GIVEN TEXT:
Discussion:
Error code discussion
Lance Haig
2011-02-14 11:45:59 UTC
Permalink
As part of me trying to understand the store protocol so I can help
create the ruby binding Alex and i have had a chat about the current
error code solution within Bongo.

here is a copy of the IRC log as it happened.

[09:40] <LanceHaig> also If I want to go through all the c code and make
our error codes sequential will that be difficult?
[09:40] <LanceHaig> for a non C programmer?
[09:41] <so_solid_moo> virtually impossible, for anyone
[09:41] <so_solid_moo> I'm not against updating our error codes, but due
to the way code gets shared in the store, various commands will issue
the same error response
[09:42] <so_solid_moo> because it's coming from the same underlying bit
of code
[09:42] <LanceHaig> right
[09:42] <LanceHaig> ok
[09:43] <so_solid_moo> I think probably what we'd want to do is group
them more strongly
[09:43] <so_solid_moo> they're sort-of HTTPish, in that e.g. any 4xxx
code is a security issue
[09:43] <so_solid_moo> and any 5xxx is an internal error
[09:43] <LanceHaig> It is just easier to react and capture codes in my
opinion
[09:44] <LanceHaig> those would be easier I think
[09:44] <LanceHaig> I will make the binding be more contextual when
interpreting codes
[09:48] <so_solid_moo> this is something we could discuss on -devel
[09:48] <so_solid_moo> I'm a bit aware that our current error code
scheme is less than useful
[09:49] <so_solid_moo> what I'm thinking is that maybe we'd change the
codes to EEII format
[09:49] <so_solid_moo> where bindings care about the EE bit, but not the
II bit
[09:49] <so_solid_moo> so 2001, 2002, .. 2099 are all the same error
code as far as they are concerned
[09:49] <so_solid_moo> (as an example)

(Point annotation dataset records)
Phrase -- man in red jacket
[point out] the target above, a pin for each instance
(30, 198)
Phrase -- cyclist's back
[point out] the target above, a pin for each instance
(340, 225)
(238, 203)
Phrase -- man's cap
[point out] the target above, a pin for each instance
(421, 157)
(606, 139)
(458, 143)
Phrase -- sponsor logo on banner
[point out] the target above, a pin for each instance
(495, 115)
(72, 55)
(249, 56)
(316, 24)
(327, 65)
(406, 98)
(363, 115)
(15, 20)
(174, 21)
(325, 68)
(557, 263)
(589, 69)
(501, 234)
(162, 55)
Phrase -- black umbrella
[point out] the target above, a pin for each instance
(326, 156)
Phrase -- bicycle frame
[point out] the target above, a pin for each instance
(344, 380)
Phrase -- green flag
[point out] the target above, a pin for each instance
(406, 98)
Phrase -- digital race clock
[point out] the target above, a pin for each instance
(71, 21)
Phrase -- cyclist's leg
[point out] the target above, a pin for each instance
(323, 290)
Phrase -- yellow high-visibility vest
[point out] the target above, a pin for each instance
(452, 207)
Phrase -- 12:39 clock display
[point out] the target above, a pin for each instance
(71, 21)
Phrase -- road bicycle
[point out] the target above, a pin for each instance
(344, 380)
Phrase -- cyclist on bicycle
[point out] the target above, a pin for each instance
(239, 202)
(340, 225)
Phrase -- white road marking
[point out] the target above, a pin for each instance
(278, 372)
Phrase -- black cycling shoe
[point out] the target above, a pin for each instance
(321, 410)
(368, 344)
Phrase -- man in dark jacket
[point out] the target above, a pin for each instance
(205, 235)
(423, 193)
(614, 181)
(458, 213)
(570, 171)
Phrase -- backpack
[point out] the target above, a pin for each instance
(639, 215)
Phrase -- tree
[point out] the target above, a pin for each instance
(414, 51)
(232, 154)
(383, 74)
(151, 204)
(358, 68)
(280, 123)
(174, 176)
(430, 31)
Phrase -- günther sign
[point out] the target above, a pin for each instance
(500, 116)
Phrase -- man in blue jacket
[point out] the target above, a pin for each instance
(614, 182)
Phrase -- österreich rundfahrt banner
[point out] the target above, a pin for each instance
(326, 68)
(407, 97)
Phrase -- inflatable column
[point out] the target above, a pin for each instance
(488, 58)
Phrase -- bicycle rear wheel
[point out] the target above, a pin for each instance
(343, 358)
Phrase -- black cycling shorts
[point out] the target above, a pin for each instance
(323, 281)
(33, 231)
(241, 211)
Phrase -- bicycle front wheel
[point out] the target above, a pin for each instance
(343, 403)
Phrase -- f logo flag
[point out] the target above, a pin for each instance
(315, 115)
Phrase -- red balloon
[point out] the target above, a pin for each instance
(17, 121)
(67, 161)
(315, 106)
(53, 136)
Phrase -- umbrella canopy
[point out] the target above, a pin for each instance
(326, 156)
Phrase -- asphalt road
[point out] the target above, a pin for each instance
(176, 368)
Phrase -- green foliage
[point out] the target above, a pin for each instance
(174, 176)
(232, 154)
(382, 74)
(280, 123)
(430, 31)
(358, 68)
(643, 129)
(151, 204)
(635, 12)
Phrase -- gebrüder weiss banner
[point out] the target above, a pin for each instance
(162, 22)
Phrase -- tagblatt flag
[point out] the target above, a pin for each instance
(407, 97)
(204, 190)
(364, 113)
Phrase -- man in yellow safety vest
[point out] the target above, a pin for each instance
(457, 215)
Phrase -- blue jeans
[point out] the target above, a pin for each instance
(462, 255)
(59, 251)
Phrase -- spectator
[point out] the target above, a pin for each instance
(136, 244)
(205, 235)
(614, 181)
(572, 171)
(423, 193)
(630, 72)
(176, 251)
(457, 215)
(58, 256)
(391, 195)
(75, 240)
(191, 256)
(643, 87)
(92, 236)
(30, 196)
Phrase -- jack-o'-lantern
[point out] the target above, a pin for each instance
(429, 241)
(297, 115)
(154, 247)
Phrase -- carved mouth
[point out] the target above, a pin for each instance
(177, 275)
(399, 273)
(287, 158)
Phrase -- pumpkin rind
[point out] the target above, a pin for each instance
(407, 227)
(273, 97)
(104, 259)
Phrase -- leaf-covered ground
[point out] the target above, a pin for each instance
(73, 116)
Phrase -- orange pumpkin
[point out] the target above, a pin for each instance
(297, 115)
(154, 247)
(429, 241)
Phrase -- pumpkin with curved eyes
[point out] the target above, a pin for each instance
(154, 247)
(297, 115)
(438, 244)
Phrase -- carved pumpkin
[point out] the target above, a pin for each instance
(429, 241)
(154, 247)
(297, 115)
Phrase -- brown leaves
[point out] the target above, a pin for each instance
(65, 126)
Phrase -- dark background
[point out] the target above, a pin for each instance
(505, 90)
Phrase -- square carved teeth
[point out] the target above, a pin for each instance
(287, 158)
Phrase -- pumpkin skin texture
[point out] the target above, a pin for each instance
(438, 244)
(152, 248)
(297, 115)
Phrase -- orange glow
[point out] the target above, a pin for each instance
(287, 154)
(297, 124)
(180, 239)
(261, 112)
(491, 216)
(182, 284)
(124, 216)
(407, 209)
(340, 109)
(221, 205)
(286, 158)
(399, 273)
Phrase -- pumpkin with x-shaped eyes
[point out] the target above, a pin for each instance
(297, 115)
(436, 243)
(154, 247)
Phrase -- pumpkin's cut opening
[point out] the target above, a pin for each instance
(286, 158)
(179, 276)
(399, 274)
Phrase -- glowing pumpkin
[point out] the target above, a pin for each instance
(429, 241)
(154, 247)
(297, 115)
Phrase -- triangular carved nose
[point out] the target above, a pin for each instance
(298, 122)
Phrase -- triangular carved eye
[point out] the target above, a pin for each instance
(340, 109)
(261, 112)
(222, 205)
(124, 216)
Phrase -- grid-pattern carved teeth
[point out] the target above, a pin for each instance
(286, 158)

THE TASKS:
A. In the error code discussion, how would you restate the paragraph beginning "As part of me trying to understand the store protocol" in a single shorter sentence that keeps its main facts?
B. Carry the error code discussion forward from its last line.

RESULTS FOR EACH TASK:
A. Lance Haig and Alex discussed Bongo's current error code solution as part of Lance Haig's effort to understand the store protocol and help create the ruby binding.

B.
[10:55] <LanceHaig> right I can se that
[10:56] <LanceHaig> Will still need tounderstand :-) but that is me

Apart from my poor spelling as always i wanted to take Alex's advice and
bring this discussion to the list.

My take on this has come about since Baris and I have been working on
the ruby binding.

I started creating some error classes so that we could act on those
should they occur. in reading through the store protocol document I
noticed that there are some error codes that overlap e.g. 4226 which
means something different depending on what the context it is received in.

I would prefer that we have sequential numbers so that it is easier to
listen for the code and then do some stuff to either notify someone or
fix it.

Alex then explained as you can read above that the current code would
make it really difficult to accomplish an individual error code per
error as so much of it is reused in other parts of the store code.

He has made a suggestion above which I am sure he wil expand on here
that could make things clearer which I support.

How do people feel about the current scenario and the suggestions that
Alex has made?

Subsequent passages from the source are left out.